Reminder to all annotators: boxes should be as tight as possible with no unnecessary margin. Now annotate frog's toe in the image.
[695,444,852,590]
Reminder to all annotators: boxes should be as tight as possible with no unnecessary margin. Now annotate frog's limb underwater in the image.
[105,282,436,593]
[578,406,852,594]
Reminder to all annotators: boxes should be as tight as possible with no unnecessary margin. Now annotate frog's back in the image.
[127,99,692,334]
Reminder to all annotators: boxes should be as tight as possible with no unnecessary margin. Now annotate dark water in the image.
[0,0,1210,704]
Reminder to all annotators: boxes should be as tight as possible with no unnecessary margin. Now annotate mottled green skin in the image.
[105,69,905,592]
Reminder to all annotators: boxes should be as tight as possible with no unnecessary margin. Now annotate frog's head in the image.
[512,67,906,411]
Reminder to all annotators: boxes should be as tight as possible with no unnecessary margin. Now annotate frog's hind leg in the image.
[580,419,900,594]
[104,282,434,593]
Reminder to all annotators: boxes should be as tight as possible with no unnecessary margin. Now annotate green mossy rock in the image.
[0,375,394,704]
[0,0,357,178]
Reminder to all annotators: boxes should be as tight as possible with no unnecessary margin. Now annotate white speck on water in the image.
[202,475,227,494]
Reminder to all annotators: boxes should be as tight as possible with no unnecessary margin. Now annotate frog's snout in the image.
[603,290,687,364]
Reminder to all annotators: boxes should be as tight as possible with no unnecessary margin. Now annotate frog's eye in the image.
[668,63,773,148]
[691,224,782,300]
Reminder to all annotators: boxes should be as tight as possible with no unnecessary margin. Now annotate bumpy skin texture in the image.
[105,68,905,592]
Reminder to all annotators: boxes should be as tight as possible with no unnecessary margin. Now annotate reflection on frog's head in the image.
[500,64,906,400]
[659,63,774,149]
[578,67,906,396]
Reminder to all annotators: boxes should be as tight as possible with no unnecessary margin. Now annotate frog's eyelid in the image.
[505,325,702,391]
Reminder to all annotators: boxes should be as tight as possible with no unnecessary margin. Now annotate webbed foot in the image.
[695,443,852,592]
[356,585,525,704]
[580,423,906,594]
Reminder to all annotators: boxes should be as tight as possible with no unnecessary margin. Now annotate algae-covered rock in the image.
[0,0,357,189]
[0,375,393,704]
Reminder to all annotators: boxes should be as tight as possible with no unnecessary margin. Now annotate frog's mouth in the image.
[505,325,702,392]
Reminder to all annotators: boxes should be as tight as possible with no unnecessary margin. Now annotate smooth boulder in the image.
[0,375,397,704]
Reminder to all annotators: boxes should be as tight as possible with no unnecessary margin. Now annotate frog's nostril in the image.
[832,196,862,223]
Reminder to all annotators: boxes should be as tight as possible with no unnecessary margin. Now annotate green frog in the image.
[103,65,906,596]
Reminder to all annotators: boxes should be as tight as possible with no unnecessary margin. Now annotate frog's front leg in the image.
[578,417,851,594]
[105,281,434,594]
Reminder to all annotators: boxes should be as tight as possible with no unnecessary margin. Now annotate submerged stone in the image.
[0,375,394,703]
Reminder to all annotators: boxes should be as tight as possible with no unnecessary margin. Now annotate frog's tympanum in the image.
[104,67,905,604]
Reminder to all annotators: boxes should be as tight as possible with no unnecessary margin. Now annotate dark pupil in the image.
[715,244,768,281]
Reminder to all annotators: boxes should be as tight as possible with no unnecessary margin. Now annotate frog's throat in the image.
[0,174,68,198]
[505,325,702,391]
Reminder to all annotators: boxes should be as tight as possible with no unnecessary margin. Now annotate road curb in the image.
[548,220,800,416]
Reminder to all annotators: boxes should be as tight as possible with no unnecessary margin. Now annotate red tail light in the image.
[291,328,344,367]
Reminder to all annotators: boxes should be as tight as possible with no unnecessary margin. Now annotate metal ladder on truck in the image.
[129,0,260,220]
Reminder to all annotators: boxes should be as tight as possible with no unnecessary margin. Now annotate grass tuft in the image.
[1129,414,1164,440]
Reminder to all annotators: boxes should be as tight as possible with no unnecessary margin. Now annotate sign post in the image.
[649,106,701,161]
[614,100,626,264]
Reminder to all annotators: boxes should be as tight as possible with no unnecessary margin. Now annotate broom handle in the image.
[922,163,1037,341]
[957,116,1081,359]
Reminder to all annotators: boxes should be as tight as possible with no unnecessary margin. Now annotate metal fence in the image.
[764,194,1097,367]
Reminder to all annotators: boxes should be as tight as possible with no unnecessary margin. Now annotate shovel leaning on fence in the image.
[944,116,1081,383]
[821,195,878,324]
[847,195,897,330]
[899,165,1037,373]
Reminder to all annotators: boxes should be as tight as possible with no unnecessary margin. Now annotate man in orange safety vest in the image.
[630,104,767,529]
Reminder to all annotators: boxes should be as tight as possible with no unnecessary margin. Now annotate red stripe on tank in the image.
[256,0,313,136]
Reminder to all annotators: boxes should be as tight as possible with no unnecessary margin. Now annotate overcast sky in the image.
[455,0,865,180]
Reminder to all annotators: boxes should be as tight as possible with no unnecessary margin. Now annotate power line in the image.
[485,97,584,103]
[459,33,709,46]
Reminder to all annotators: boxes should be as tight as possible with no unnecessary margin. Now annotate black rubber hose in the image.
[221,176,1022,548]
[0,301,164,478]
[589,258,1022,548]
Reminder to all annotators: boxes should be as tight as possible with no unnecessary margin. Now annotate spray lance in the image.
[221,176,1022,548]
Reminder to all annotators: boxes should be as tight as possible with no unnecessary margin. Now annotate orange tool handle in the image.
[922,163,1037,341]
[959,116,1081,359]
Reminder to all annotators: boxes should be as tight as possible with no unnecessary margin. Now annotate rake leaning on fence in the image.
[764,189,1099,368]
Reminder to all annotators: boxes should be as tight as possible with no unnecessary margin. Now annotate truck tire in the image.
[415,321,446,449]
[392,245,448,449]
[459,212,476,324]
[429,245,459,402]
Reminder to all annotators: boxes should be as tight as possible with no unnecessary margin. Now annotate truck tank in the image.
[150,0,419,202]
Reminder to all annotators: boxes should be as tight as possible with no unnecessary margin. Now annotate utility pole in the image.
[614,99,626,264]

▬▬▬▬▬▬▬▬▬▬

== WHAT IS REQUIRED ==
Lay out the lines above as a JSON list of strings, one string per line with blank lines omitted, starting at the first line and going on through the line that contains "[695,444,852,590]".

== EXERCISE RESULT ==
[
  "Reminder to all annotators: boxes should be as tight as possible with no unnecessary margin. Now annotate frog's toe in the image.",
  "[695,444,852,590]"
]